→ **TASK STATEMENT**: Keeping every word intact, reproduce all of the records.

=== THE DATA ===

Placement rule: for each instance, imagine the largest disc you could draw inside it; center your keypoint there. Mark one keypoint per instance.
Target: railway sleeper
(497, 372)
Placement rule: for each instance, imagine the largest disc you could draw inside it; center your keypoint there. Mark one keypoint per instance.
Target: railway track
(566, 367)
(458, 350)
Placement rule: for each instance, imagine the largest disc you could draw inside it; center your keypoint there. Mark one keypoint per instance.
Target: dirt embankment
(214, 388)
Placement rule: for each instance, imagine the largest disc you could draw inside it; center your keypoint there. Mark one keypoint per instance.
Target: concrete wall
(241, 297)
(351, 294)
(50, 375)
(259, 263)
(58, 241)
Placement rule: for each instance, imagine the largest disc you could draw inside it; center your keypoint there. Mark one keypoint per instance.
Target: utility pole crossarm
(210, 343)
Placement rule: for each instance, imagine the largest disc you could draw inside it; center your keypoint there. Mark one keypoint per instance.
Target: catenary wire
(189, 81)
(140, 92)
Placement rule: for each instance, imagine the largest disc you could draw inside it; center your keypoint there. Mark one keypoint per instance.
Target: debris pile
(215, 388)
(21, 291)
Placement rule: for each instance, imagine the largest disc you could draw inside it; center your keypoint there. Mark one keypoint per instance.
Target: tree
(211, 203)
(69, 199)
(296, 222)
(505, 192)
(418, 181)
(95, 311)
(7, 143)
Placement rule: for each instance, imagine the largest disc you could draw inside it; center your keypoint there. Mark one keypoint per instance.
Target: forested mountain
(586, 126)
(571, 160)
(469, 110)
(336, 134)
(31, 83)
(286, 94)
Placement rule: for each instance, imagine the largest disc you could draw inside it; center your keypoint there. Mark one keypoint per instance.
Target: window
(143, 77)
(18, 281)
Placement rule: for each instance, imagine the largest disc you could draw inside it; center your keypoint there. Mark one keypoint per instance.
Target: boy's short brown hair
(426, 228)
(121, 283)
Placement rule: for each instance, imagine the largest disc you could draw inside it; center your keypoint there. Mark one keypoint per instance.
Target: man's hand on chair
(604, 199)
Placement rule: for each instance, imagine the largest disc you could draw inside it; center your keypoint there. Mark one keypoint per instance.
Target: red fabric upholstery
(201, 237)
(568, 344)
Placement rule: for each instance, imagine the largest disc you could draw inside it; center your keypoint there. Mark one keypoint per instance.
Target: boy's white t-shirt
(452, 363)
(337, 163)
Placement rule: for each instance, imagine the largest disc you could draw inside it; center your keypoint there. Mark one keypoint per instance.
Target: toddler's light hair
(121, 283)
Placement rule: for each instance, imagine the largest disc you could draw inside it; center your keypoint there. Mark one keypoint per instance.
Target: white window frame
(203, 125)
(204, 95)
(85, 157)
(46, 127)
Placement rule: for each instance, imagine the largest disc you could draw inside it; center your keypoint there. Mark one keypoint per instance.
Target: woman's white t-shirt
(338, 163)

===

→ **ANSWER AREA**:
Placement rule: for each instance, imagine the largest disc you could draw inside it; center your keypoint there. Mark one keypoint per instance.
Target: railway sleeper
(497, 372)
Placement rule: for each instance, imagine the largest disc you could draw inside it; center your keypoint there. Mark one keypoint per instance.
Target: railway track
(566, 367)
(458, 350)
Placement rule: for each instance, imagine the largest disc you could draw inside it; center your keypoint there. Mark one keypoint per instance.
Target: dirt embankment
(214, 388)
Placement rule: for each instance, imagine the largest disc you could draw inside it; center your keypoint there. Mark one keypoint per instance.
Target: concrete wall
(241, 297)
(351, 294)
(50, 375)
(259, 263)
(58, 241)
Placement rule: for each instance, imagine the largest disc you could draw inside it; center your keypoint there. Mark one keypoint per instance.
Target: utility pole crossarm
(210, 343)
Placement rule: for each instance, imagine the largest disc you could draw inside it; center your keypoint there. Mark one keypoint per instance.
Target: catenary wire
(189, 81)
(140, 92)
Placement rule: for each instance, imagine the largest disc you could draw inside it; center your keypoint there. Mark one keypoint per instance.
Target: debris pile
(215, 388)
(21, 291)
Placement rule: for each instance, imagine the largest disc you could draw inside it; center your keypoint there. Mark one keypoint per instance.
Target: tree
(211, 203)
(69, 199)
(296, 222)
(505, 192)
(418, 181)
(95, 311)
(7, 143)
Placement rule: for each instance, imagine the largest disc you could draw inside it; center your keypoint there. Mark one keypoint per instance.
Target: forested mountain
(586, 126)
(571, 160)
(469, 110)
(336, 134)
(31, 83)
(286, 94)
Placement rule: for each instance, imagine the largest disc you could draw inside it; center your keypoint there. Mark one keypoint per instance.
Target: window
(143, 77)
(18, 281)
Placement rule: for each instance, imagine the largest disc you could draw inside it; center your keypoint there. Mark one keypoint per instance.
Target: boy's short brown hair
(426, 228)
(121, 283)
Placement rule: for each instance, imagine the largest disc you could draw inside it; center your keypoint there. Mark one keypoint per instance.
Target: man's hand on chair
(604, 199)
Placement rule: for each instance, imagine the largest disc you could draw inside it; center your keypoint there. Mark one keypoint per instance.
Target: red fabric upholstery
(201, 237)
(568, 344)
Placement rule: for each instance, imagine the largest disc you could draw inside it; center your keypoint there. Mark one keypoint per instance.
Target: boy's white t-shirt
(452, 363)
(337, 163)
Placement rule: for each instance, imagine the largest disc you could draw inside it; center your keypoint there. Mark one keypoint per instance.
Target: toddler's light hair
(121, 283)
Placement rule: for each instance, imagine the largest disc you could draw inside it; center your keypoint there. Mark one keypoint per instance.
Target: white window frame
(203, 125)
(204, 95)
(85, 157)
(46, 127)
Placement rule: for each instance, imagine the largest disc you could draw inside it; center your keypoint there. Mark one keypoint per instance.
Target: woman's white t-shirt
(338, 163)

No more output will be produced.